■ DOCUMENT EXTRACT:
*** Block opens ***

Thermal stability of the prototypical Mn porphyrin-based superoxide dismutase mimic and potent oxidative-stress redox modulator Mn(III) meso-tetrakis(N-ethylpyridinium-2-yl)porphyrin chloride, MnTE-2-PyP5

• Published in: Journal of pharmaceutical and biomedical analysis Vol. 73; pp. 29 - 34
• Main Authors: Pinto, Victor H.A., CarvalhoDa-Silva, Dayse, Santos, Jonas L.M.S., Weitner, Tin, Fonseca, Maria Gardênnia, Yoshida, Maria Irene, Idemori, Ynara M., Batinić-Haberle, Ines, Rebouças, Júlio S.

*** Block closes ***

■ PROVIDED DATA:
*** Block opens ***

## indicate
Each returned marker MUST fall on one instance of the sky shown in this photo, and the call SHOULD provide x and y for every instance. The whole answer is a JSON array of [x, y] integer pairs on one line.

*** Block closes ***

■ WHAT THE EXERCISE ASKS: Quote the passage of the thermal-stability article listing above, starting with "Thermal stability of" and going on through "Rebouças, Júlio S.".

■ OUTPUT OF THE EXERCISE:
Thermal stability of the prototypical Mn porphyrin-based superoxide dismutase mimic and potent oxidative-stress redox modulator Mn(III) meso-tetrakis(N-ethylpyridinium-2-yl)porphyrin chloride, MnTE-2-PyP5

• Published in: Journal of pharmaceutical and biomedical analysis Vol. 73; pp. 29 - 34
• Main Authors: Pinto, Victor H.A., CarvalhoDa-Silva, Dayse, Santos, Jonas L.M.S., Weitner, Tin, Fonseca, Maria Gardênnia, Yoshida, Maria Irene, Idemori, Ynara M., Batinić-Haberle, Ines, Rebouças, Júlio S.